--- begin Provided data ---

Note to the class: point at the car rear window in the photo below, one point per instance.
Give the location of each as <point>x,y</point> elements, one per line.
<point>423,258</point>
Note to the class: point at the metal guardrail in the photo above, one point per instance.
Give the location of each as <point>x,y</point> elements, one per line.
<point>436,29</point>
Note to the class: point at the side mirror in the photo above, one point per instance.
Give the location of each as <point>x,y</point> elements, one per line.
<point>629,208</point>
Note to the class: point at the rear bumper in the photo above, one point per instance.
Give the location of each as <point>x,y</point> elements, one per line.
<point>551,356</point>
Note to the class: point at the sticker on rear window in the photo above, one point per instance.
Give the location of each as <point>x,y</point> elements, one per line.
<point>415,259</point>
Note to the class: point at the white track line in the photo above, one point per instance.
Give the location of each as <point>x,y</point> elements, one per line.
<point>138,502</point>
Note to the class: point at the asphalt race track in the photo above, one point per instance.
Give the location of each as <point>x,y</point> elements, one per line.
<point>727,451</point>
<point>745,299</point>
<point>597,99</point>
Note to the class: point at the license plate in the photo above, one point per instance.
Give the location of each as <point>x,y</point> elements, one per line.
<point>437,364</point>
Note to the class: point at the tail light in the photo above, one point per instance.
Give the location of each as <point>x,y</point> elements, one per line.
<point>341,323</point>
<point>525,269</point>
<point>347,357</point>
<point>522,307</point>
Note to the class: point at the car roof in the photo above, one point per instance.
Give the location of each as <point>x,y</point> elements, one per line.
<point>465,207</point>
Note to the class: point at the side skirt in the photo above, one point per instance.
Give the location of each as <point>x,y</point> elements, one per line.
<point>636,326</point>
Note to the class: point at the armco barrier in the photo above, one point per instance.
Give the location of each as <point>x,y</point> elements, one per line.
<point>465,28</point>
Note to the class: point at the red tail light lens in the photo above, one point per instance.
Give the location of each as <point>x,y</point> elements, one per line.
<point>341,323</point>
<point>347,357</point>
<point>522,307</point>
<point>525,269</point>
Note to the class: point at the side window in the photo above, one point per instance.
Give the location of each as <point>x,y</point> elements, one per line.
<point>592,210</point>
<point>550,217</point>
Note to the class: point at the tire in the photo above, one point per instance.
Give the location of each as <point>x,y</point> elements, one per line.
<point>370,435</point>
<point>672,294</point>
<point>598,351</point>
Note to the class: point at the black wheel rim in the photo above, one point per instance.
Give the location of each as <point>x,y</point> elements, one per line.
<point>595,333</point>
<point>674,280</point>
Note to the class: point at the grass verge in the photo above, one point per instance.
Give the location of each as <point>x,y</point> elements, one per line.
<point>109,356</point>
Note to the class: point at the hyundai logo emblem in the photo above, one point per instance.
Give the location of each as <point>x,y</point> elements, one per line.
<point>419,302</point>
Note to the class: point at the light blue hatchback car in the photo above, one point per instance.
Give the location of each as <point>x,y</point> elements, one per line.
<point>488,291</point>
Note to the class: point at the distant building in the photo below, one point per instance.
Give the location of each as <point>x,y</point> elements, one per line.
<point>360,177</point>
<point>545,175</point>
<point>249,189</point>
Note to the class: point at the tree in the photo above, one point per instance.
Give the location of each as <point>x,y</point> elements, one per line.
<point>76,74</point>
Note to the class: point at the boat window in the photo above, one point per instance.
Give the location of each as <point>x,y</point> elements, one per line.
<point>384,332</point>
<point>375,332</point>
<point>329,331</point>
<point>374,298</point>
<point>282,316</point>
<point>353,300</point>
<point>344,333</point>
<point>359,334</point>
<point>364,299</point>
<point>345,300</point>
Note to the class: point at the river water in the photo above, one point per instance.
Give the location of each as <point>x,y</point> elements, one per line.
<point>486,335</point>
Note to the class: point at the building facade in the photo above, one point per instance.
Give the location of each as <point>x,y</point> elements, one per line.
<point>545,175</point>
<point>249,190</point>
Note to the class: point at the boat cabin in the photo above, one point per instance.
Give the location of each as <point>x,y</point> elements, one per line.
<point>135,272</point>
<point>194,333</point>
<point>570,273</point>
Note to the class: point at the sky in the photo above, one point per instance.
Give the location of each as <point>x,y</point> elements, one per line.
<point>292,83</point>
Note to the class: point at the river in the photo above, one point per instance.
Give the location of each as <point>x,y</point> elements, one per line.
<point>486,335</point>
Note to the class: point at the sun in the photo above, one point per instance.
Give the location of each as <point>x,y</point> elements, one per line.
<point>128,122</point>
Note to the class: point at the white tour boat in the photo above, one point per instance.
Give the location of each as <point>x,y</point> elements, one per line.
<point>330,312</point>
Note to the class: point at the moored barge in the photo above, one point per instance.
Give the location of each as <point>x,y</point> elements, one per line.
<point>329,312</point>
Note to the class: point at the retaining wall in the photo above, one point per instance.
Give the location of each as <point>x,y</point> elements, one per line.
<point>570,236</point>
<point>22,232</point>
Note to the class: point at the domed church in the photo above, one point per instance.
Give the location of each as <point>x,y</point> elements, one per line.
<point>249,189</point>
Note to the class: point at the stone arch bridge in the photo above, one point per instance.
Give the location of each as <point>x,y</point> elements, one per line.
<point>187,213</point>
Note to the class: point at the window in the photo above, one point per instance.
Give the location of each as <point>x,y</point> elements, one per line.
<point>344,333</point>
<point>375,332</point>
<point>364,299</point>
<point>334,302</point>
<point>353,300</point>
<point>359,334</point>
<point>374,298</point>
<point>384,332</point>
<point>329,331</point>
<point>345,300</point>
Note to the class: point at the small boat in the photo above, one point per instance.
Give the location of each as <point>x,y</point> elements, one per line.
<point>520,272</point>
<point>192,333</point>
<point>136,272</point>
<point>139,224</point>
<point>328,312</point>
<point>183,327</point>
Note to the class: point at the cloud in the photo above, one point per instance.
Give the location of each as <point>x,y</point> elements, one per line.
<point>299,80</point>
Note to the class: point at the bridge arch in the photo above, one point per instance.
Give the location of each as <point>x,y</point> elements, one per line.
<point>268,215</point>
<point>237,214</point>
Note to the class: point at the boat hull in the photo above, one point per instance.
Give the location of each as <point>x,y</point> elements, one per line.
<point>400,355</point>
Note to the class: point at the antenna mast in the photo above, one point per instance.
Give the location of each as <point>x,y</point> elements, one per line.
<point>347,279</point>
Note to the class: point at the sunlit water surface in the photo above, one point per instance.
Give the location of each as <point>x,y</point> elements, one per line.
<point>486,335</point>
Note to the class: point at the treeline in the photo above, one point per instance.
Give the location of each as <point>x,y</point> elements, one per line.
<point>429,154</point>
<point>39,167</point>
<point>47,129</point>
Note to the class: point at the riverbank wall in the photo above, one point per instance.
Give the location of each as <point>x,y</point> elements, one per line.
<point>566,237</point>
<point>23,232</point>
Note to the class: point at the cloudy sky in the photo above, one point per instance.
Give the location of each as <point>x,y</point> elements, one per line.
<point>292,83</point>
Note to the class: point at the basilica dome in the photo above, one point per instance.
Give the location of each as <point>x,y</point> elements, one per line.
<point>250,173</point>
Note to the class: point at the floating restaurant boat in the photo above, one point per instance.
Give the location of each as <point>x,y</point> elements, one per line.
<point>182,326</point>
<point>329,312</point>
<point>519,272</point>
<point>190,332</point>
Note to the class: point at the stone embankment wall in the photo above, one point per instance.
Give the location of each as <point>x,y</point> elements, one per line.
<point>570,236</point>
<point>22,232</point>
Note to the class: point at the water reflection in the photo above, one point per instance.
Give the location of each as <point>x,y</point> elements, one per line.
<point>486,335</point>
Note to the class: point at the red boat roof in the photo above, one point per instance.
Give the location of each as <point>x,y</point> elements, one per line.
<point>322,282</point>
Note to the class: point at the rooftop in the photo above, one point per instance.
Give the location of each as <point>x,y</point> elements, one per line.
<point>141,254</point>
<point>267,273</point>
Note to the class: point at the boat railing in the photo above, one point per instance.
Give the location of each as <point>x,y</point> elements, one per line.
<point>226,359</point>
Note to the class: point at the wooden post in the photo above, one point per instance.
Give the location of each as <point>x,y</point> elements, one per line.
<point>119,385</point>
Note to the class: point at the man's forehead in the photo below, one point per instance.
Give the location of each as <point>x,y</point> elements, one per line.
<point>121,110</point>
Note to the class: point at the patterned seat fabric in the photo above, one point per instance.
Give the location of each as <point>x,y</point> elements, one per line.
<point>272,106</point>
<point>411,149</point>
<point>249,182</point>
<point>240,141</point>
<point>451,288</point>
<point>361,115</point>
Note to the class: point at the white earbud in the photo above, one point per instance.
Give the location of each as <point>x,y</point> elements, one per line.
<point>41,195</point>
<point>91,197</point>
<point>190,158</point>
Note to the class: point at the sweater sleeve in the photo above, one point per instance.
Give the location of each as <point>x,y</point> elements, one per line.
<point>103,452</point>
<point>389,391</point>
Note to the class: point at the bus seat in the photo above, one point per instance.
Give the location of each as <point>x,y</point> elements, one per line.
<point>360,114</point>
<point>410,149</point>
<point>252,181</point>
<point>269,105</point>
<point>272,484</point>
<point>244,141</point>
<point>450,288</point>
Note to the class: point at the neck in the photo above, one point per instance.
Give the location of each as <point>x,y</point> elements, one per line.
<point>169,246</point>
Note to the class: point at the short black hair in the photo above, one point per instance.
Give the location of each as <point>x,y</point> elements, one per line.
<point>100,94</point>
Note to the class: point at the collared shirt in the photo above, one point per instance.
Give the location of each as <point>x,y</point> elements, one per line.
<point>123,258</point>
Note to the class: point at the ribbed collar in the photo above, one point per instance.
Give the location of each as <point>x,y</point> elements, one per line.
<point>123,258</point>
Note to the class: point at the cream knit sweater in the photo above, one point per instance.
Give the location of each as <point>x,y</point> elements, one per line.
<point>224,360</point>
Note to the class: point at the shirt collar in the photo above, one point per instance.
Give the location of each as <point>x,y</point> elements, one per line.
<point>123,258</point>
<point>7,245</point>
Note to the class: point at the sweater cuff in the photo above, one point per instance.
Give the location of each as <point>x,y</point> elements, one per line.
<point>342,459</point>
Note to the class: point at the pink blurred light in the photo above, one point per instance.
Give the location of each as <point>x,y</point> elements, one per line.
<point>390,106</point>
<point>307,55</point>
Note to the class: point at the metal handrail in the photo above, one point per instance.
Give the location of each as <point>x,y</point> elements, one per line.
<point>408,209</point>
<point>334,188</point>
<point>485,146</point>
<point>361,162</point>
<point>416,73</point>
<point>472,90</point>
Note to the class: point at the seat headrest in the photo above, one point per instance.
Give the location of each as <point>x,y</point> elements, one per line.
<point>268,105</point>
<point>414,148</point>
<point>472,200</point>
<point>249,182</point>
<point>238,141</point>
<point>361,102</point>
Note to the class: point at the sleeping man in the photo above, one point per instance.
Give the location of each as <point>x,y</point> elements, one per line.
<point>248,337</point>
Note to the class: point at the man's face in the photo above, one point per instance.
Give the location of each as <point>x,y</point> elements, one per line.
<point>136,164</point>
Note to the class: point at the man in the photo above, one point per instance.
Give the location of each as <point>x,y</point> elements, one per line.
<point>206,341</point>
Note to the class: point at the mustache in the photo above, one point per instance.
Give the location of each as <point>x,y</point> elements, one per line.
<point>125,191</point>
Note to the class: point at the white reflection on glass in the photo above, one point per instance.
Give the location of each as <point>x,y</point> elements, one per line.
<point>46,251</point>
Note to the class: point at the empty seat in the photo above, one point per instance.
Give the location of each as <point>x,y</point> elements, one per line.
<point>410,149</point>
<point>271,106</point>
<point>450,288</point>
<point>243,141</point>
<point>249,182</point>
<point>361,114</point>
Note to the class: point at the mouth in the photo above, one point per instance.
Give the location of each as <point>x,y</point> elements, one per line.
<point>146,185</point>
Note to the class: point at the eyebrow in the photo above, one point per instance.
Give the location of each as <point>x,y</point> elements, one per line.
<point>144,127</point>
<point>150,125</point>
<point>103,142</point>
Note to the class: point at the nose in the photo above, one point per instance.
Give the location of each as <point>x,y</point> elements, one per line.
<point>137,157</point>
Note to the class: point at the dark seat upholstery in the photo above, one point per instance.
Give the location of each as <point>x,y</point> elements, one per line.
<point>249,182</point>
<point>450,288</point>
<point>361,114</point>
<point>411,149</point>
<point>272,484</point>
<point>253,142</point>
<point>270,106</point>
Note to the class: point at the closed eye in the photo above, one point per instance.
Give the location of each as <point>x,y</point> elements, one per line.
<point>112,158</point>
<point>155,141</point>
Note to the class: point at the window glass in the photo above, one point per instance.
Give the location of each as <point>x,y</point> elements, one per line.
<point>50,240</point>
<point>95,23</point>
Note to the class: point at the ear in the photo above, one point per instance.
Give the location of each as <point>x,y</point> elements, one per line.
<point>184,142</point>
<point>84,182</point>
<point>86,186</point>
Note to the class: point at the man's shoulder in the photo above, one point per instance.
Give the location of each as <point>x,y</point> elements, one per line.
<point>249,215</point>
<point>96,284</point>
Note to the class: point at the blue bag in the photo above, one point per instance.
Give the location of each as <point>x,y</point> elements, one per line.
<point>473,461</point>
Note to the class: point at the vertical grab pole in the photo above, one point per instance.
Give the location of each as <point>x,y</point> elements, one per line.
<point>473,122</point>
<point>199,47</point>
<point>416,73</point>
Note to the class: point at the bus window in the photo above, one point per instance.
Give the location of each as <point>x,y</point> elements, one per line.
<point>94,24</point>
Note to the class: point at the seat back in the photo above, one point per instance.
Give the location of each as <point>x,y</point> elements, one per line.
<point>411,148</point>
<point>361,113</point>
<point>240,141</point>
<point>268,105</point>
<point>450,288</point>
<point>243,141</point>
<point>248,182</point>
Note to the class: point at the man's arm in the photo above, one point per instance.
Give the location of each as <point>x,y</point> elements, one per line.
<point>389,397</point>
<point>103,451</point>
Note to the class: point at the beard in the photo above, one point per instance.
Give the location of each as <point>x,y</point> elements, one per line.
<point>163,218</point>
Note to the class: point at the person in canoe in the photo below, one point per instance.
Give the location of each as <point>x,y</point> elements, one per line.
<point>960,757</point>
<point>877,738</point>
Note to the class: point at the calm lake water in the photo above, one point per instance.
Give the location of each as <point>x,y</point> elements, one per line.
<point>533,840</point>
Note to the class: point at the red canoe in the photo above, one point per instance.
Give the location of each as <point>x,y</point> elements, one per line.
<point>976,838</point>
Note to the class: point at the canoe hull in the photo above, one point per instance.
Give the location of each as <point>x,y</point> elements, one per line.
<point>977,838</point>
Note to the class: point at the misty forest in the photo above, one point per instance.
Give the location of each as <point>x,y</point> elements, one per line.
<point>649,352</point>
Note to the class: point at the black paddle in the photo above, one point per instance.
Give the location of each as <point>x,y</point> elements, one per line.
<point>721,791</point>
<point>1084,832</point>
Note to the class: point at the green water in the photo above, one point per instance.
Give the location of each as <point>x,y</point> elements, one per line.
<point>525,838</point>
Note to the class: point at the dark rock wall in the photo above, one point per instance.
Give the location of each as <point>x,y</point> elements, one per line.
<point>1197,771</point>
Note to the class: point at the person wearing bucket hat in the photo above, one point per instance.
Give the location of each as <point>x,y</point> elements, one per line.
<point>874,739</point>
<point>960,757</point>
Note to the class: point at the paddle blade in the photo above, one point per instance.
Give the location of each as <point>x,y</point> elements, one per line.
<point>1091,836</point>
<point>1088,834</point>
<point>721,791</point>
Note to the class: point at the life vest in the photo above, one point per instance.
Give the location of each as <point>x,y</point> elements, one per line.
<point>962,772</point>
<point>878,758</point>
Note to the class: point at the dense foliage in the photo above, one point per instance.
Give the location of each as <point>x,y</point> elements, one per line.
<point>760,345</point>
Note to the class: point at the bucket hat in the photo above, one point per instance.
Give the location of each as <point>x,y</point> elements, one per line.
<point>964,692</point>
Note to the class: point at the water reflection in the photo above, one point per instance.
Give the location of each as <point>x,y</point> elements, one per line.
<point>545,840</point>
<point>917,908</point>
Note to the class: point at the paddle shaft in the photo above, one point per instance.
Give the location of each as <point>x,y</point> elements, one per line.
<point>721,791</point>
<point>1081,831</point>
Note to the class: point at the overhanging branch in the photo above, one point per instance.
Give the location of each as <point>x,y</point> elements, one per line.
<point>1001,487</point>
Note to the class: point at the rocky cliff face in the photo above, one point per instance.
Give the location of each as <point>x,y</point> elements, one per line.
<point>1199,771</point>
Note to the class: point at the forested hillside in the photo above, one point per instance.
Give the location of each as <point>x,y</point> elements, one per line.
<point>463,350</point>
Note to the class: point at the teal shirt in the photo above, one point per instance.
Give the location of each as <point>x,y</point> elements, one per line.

--- end Provided data ---

§ **Goal**
Format the lines of the listing, from the line containing "Note to the class: point at the retaining" through the line containing "<point>187,213</point>", as a Markdown table with the columns Row and Text. Number each line in Row and skip any blank lines.

§ **Complete answer**
| Row | Text |
|---|---|
| 1 | Note to the class: point at the retaining wall in the photo above, one point per instance. |
| 2 | Give the location of each as <point>x,y</point> elements, one per line. |
| 3 | <point>570,236</point> |
| 4 | <point>22,232</point> |
| 5 | Note to the class: point at the domed church in the photo above, one point per instance. |
| 6 | Give the location of each as <point>x,y</point> elements, one per line. |
| 7 | <point>249,189</point> |
| 8 | Note to the class: point at the stone arch bridge in the photo above, one point per instance. |
| 9 | Give the location of each as <point>x,y</point> elements, one per line. |
| 10 | <point>187,213</point> |